#### 待解问题:
(A) 根据井字棋设计的阅读材料，最朴素的解法每走一步的时间复杂度是多少？
(B) 请从井字棋设计的阅读材料停下的地方接着往下写。

=== 阅读材料 ===

348. Design Tic-Tac-Toe

Design a Tic-tac-toe game that is played between two players on a n x n grid.

You may assume the following rules:

A move is guaranteed to be valid and is placed on an empty block.
Once a winning condition is reached, no more moves is allowed.
A player who succeeds in placing n of their marks in a horizontal, vertical, or diagonal row wins the game.
Follow up:
Could you do better than O(n2) per move() operation?

思路: 先给出最naive的解法,每下一步去查下所有的行,列,对角线跟斜对角线是否满足。 这样的话时间复杂度为O(n^2).

public class TicTacToe {
    private int[][] board;
    private int n;

    /** Initialize your data structure here. */
    public TicTacToe(int n) {
        this.board = new int[n][n];
        this.n = n;
    }

    /** Player {player} makes a move at ({row}, {col}).
        @param row The row of the board.
        @param col The column of the board.
        @param player The player, can be either 1 or 2.
        @return The current winning condition, can be either:
                0: No one wins.
                1: Player 1 wins.

=== 数据部分 ===

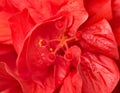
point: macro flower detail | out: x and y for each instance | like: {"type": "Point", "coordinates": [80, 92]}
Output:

===

#### 参考答案:
(A) O(n^2)。

(B)
                2: Player 2 wins. */
    public int move(int row, int col, int player) {
        board[row][col] = player;
        if(isWin(board, row, col)) {
            return player;
        }
        return 0;
    }

    public boolean isWin(int[][] board,int row, int col) {
        boolean isRow = true, isCol = true, isDig = true, isAntiDig = true;
        // check row
        for (int i = 0; i < n - 1; i++) {
            if (board[row][i] != board[row][i + 1] )
                isRow = false;
        }
        // check col
        for (int j = 0; j < n - 1; j++) {
            if (board[j][col] != board[j + 1][col])
                isCol = false;
        }
        // check diagional
        if (row == col) {
            for (int i = 0; i < n - 1; i++) {
                if (board[i][i] != board[i + 1][i + 1]) 
                    isDig = false;
            }
        } else {
            isDig = false;
        }
        if (row + col == n - 1) {
            // check anti diagional
            for (int i = 0; i < n - 1; i++) {
                if (board[i][n - 1 - i] != board[i + 1][n - 2 - i])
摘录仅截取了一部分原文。